◆ **EXERCISE TEXT**
Back on April 20 we saw briefly the bizarre appearance of negative oil prices in certain markets. Today for the first time in many months Brent crude briefly topped $40 per barrel, although it fell back below that level (WTI is tending to be about $3 behind it, despite a single day recently when for the first time in years it nearly matched Brent crude at only 18 cents lower). However, it looks like the recent trend of global oil prices rising will continue some more, with prices likely to go above $40 and stay there. How far beyond that I shall not forecast. But this is a price level where many oil exporting nations can get out of immediate financial crisis, with many of them actually making money, if not as much as they would with still higher prices.
One element of this price rise is on the supply side, especially with Saudi Arabia and Russia apparently maintaining a production cut agreement they have. Rumors from OilPrice.com suggest there may be cheating on these agreements to come. But for now these two are holding the line on the supply side.
More important has been the increase on the demand side, which looks set to continue rising for at least the near future. I have posted previously on how global carbon emissions appear to have bottomed around April 7, with them rising since, if still well below pre-pandemic levels. Burning fossil fuels is a major source of these emissions, so it is quite possible that oil demand has been rising since around then, even though it was 10 days after then that oil prices did their brief plunge into negative territory.
According to OilPrice.com it is China that is leading this increase in oil demand. It was the first economy to drop due to the pandemic, with its oil demand declining about 40% during February. However, it looks that China’s demand has returned as of May to a level 92% of its peak prior to the pandemic. That is substantial, while leaving more room for further growth.

◆ **Rows contained in a dataset**

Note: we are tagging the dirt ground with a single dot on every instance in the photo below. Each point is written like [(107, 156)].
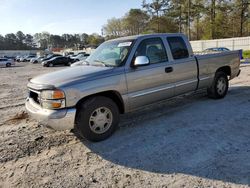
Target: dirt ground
[(190, 141)]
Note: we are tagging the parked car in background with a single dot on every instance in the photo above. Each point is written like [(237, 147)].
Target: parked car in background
[(37, 59), (123, 75), (80, 57), (79, 63), (60, 60), (220, 49), (9, 57), (50, 57), (27, 58), (4, 62)]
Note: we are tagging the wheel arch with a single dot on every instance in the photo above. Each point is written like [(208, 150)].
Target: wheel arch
[(112, 94), (225, 69)]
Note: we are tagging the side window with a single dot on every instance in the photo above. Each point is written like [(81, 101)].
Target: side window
[(178, 47), (154, 49)]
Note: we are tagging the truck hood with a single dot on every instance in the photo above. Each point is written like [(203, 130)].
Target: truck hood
[(71, 74)]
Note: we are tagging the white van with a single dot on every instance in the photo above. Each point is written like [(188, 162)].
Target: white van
[(4, 62)]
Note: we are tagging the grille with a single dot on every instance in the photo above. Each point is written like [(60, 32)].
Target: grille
[(35, 96)]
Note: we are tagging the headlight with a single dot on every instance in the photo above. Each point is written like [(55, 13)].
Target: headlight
[(52, 99), (53, 104), (52, 94)]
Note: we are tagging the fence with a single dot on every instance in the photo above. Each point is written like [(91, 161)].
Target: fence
[(17, 52), (231, 43)]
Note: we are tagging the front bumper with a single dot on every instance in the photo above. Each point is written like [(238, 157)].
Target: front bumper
[(62, 119)]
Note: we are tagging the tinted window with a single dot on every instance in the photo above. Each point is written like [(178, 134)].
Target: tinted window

◆ **TASK REQUIREMENTS**
1: From the passage on oil prices above, extract the text from "One element of" up to and including "into negative territory.".
2: Answer these questions using the passage on oil prices above:
(a) What price level did Brent crude briefly top for the first time in many months?
(b) Which two countries are maintaining a production cut agreement?
(c) As of May, to what level had China's oil demand returned?

◆ **EXERCISE ANSWERS**
1:
One element of this price rise is on the supply side, especially with Saudi Arabia and Russia apparently maintaining a production cut agreement they have. Rumors from OilPrice.com suggest there may be cheating on these agreements to come. But for now these two are holding the line on the supply side.
More important has been the increase on the demand side, which looks set to continue rising for at least the near future. I have posted previously on how global carbon emissions appear to have bottomed around April 7, with them rising since, if still well below pre-pandemic levels. Burning fossil fuels is a major source of these emissions, so it is quite possible that oil demand has been rising since around then, even though it was 10 days after then that oil prices did their brief plunge into negative territory.

2:
(a) $40 per barrel.
(b) Saudi Arabia and Russia.
(c) 92% of its peak before the pandemic.